* [Data supplied]:
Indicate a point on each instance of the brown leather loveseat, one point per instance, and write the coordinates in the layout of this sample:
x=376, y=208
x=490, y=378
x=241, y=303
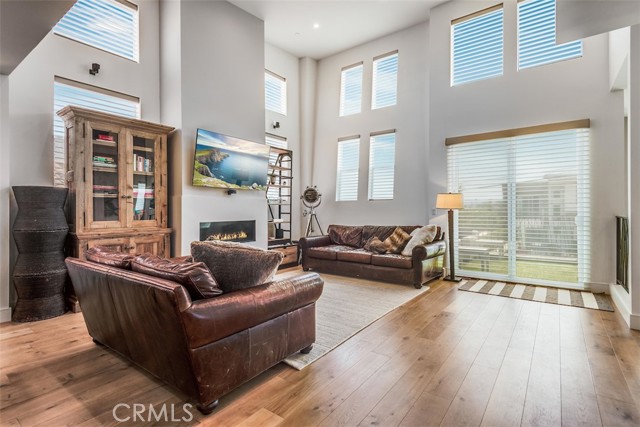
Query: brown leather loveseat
x=342, y=251
x=203, y=347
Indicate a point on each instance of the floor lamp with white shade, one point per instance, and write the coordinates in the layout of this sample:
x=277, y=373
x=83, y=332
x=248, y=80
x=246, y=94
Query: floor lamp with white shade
x=450, y=201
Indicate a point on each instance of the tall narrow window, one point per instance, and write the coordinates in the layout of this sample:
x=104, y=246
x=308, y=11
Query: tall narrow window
x=527, y=204
x=348, y=161
x=67, y=92
x=275, y=92
x=537, y=35
x=109, y=25
x=351, y=90
x=382, y=158
x=477, y=45
x=385, y=81
x=276, y=142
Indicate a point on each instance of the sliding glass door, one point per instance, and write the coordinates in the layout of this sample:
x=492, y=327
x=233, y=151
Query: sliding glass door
x=526, y=214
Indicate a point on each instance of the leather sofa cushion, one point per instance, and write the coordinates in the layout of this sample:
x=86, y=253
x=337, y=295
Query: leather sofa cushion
x=327, y=252
x=237, y=266
x=360, y=256
x=397, y=241
x=107, y=256
x=349, y=235
x=194, y=276
x=391, y=260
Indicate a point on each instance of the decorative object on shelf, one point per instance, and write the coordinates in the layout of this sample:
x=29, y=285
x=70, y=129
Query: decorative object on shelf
x=450, y=201
x=279, y=188
x=311, y=199
x=40, y=274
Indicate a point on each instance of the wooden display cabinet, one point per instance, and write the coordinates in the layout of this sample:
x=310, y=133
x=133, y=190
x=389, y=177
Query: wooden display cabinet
x=117, y=179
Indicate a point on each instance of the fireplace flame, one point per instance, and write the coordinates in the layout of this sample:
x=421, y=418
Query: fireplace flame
x=228, y=236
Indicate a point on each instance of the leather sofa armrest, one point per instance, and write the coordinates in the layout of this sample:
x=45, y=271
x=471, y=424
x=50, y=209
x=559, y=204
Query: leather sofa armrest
x=209, y=320
x=430, y=250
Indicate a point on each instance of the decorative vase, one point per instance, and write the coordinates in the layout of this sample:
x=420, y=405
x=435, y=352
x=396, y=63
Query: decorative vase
x=40, y=274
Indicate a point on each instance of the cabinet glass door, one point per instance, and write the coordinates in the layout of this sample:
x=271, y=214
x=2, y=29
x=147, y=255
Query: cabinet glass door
x=105, y=183
x=145, y=174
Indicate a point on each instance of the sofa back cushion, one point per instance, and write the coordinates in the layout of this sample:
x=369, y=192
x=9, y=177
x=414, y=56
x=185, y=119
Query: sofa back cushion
x=236, y=266
x=107, y=256
x=350, y=235
x=194, y=276
x=383, y=231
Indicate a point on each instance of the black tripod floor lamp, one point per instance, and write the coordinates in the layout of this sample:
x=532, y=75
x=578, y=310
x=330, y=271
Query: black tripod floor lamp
x=450, y=201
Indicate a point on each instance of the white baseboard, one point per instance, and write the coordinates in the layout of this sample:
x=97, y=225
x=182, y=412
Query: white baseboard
x=5, y=314
x=621, y=300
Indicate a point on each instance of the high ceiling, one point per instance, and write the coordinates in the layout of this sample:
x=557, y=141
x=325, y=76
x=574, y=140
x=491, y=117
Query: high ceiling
x=289, y=24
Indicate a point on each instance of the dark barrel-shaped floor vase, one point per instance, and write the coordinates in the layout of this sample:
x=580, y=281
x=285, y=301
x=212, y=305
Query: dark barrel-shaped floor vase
x=40, y=231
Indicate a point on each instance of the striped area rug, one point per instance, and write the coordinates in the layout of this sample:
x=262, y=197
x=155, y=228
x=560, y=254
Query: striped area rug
x=538, y=293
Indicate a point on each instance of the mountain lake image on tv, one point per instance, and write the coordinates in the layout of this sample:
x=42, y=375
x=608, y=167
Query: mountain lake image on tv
x=223, y=161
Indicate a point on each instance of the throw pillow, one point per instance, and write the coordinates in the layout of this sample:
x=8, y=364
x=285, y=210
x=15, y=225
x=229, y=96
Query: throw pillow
x=397, y=241
x=376, y=245
x=107, y=256
x=194, y=276
x=237, y=266
x=420, y=236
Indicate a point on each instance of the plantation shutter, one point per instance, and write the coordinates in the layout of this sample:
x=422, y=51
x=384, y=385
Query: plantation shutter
x=351, y=90
x=277, y=142
x=527, y=206
x=537, y=35
x=382, y=165
x=348, y=162
x=275, y=92
x=66, y=93
x=385, y=81
x=477, y=46
x=105, y=24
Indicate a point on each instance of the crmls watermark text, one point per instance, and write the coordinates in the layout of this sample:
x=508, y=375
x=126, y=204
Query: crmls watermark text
x=125, y=412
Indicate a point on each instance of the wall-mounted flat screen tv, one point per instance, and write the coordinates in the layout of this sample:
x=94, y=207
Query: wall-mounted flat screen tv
x=223, y=161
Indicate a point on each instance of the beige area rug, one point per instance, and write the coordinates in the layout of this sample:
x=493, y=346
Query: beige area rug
x=538, y=293
x=347, y=306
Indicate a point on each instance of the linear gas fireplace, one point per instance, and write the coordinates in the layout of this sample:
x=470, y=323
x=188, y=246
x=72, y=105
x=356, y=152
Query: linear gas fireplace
x=231, y=231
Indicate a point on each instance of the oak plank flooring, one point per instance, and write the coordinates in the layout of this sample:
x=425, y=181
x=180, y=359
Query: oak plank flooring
x=445, y=358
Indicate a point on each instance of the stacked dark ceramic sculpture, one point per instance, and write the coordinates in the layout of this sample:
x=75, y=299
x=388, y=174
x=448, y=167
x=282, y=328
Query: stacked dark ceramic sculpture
x=40, y=274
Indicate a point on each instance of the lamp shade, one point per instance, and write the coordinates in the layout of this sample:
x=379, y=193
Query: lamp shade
x=449, y=201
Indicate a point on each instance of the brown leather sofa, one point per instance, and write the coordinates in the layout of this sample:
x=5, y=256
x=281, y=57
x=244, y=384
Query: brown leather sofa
x=342, y=252
x=205, y=347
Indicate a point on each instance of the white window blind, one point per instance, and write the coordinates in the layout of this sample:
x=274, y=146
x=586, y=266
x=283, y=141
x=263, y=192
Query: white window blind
x=351, y=90
x=527, y=207
x=105, y=24
x=275, y=92
x=385, y=81
x=348, y=162
x=277, y=142
x=382, y=148
x=537, y=35
x=477, y=46
x=66, y=92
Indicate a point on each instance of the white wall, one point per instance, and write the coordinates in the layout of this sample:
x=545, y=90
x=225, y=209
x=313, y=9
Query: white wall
x=286, y=65
x=220, y=59
x=408, y=117
x=568, y=90
x=29, y=144
x=5, y=194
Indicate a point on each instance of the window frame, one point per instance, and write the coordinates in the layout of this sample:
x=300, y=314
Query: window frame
x=452, y=45
x=343, y=84
x=372, y=170
x=282, y=92
x=59, y=30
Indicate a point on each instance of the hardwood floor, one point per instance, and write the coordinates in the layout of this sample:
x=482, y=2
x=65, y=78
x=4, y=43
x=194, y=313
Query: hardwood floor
x=447, y=358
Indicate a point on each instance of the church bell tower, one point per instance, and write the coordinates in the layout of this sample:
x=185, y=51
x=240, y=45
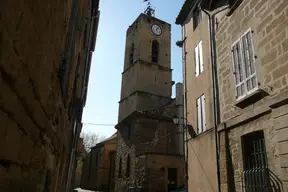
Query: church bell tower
x=147, y=74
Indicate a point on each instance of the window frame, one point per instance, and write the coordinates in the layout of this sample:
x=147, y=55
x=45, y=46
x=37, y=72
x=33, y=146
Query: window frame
x=196, y=10
x=120, y=168
x=155, y=50
x=198, y=58
x=246, y=92
x=201, y=126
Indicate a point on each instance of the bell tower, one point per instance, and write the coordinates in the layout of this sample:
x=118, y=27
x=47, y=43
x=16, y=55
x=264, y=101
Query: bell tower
x=147, y=73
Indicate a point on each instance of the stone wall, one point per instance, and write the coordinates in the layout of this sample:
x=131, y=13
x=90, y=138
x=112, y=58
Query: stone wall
x=268, y=22
x=148, y=136
x=35, y=143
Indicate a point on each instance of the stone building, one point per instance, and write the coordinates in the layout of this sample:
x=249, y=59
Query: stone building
x=149, y=146
x=99, y=166
x=46, y=51
x=251, y=59
x=202, y=169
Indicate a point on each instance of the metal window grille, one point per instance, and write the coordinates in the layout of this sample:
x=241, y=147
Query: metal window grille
x=155, y=51
x=244, y=65
x=201, y=114
x=255, y=176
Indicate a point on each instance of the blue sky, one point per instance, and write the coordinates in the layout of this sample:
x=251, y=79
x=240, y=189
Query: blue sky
x=107, y=62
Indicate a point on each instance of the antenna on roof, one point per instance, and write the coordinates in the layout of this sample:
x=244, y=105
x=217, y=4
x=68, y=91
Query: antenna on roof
x=149, y=10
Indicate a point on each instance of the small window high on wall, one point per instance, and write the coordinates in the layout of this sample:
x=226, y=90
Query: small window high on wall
x=155, y=51
x=128, y=167
x=201, y=115
x=120, y=168
x=131, y=54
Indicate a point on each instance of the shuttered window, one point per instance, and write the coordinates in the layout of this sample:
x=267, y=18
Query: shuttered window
x=201, y=114
x=244, y=66
x=198, y=54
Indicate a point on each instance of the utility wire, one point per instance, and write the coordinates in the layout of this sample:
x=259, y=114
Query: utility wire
x=96, y=124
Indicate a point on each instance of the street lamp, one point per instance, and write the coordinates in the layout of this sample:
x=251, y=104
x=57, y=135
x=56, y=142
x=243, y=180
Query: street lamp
x=185, y=154
x=175, y=120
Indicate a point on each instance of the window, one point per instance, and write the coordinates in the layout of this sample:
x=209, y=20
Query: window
x=197, y=17
x=198, y=54
x=120, y=168
x=201, y=114
x=234, y=3
x=128, y=167
x=155, y=51
x=244, y=66
x=129, y=131
x=255, y=174
x=96, y=160
x=131, y=55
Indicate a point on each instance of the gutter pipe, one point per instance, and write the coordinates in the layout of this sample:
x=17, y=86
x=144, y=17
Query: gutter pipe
x=215, y=87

* [Task prompt]:
In the material above, transcribe exactly the lines beginning at the one with "x=281, y=57" and ending at the one with "x=263, y=192", both included.

* [Final answer]:
x=281, y=57
x=244, y=384
Query: brown leather sofa
x=342, y=252
x=205, y=347
Indicate a point on each instance of the white window blind, one point per instance, and write the coordinates in the layout of this sample:
x=274, y=146
x=586, y=266
x=283, y=141
x=263, y=192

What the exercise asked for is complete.